#### [Challenge]
Extract every line below, verbatim.

Dataset excerpt:
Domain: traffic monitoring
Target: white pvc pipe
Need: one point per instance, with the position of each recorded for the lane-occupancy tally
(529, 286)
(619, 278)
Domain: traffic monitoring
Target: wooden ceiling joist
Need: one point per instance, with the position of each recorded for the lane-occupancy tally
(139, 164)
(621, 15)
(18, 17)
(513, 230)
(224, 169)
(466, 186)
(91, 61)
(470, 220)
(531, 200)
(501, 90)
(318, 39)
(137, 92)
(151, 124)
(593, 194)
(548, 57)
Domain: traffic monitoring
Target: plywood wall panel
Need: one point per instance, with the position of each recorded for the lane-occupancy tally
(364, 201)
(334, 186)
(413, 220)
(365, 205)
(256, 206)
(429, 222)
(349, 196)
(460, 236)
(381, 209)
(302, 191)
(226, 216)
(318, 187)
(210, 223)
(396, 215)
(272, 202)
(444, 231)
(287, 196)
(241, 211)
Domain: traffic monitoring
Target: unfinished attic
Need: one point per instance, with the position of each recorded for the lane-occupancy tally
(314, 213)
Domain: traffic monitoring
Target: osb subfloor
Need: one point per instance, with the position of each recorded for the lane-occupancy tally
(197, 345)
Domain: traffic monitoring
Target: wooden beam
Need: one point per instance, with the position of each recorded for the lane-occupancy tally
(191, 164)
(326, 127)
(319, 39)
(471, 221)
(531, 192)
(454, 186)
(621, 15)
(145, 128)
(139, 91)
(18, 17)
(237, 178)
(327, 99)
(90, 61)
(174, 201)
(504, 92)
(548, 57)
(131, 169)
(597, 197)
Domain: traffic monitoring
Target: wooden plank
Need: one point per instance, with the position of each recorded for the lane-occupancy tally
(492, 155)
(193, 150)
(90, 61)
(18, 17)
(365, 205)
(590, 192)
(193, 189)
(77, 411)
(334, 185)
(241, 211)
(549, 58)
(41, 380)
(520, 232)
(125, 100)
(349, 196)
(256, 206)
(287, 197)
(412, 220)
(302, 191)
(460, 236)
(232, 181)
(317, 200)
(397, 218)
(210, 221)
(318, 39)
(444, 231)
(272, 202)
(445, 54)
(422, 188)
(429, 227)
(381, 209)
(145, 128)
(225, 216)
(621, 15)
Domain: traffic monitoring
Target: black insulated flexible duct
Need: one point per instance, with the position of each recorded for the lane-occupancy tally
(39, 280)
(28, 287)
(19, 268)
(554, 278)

#### [Written response]
Domain: traffic monitoring
Target: white pvc pipe
Need: one point per instance, with the position of each recorded for the lane-occupancy tally
(529, 286)
(619, 278)
Domain: traffic monitoring
Target: wooden ceiling joist
Need: one point per instance, with the position of each recorded for the lane-occupancy tally
(139, 164)
(621, 15)
(18, 17)
(513, 230)
(224, 169)
(466, 186)
(91, 61)
(470, 220)
(531, 200)
(501, 90)
(318, 39)
(137, 92)
(151, 124)
(593, 194)
(548, 57)
Domain: traffic monitoring
Target: plywood wall panel
Need: one point per instance, with the position of each recorded for the lane-occupancy tally
(364, 201)
(334, 186)
(413, 220)
(365, 205)
(256, 206)
(429, 222)
(349, 196)
(460, 236)
(381, 209)
(302, 191)
(226, 216)
(318, 187)
(210, 223)
(396, 215)
(272, 202)
(444, 231)
(287, 196)
(241, 211)
Domain: traffic monitoring
Target: unfinished attic
Need: one point per instance, with the position of each recorded for the lane-occupancy tally
(314, 213)
Domain: traffic monitoring
Target: osb subfloor
Need: one point per instance, with the position of each recorded for the lane-occupancy tally
(197, 345)
Domain: traffic monitoring
Target: wooden beam
Need: one point per instance, with the position of each recorded for the lane-occupancy tally
(191, 164)
(326, 127)
(319, 39)
(471, 221)
(531, 192)
(454, 186)
(621, 15)
(145, 128)
(139, 91)
(18, 17)
(237, 178)
(327, 99)
(90, 61)
(174, 201)
(504, 92)
(548, 57)
(131, 169)
(597, 197)
Domain: traffic monitoring
Target: wooden plank
Need: one point per instance, with the position of each recorded for the lane-occupancy tally
(492, 155)
(193, 150)
(90, 61)
(18, 17)
(365, 205)
(590, 192)
(193, 189)
(77, 411)
(334, 185)
(241, 211)
(549, 58)
(41, 380)
(520, 232)
(125, 100)
(349, 196)
(256, 206)
(287, 197)
(412, 220)
(302, 191)
(460, 236)
(232, 181)
(317, 200)
(397, 218)
(210, 221)
(318, 39)
(444, 231)
(272, 202)
(445, 54)
(422, 188)
(429, 227)
(381, 209)
(145, 128)
(225, 216)
(621, 15)
Domain: traffic monitoring
Target: black insulated flexible duct
Need: one point per instance, with the position of each recorded for the lane-occupancy tally
(39, 280)
(28, 287)
(19, 268)
(554, 278)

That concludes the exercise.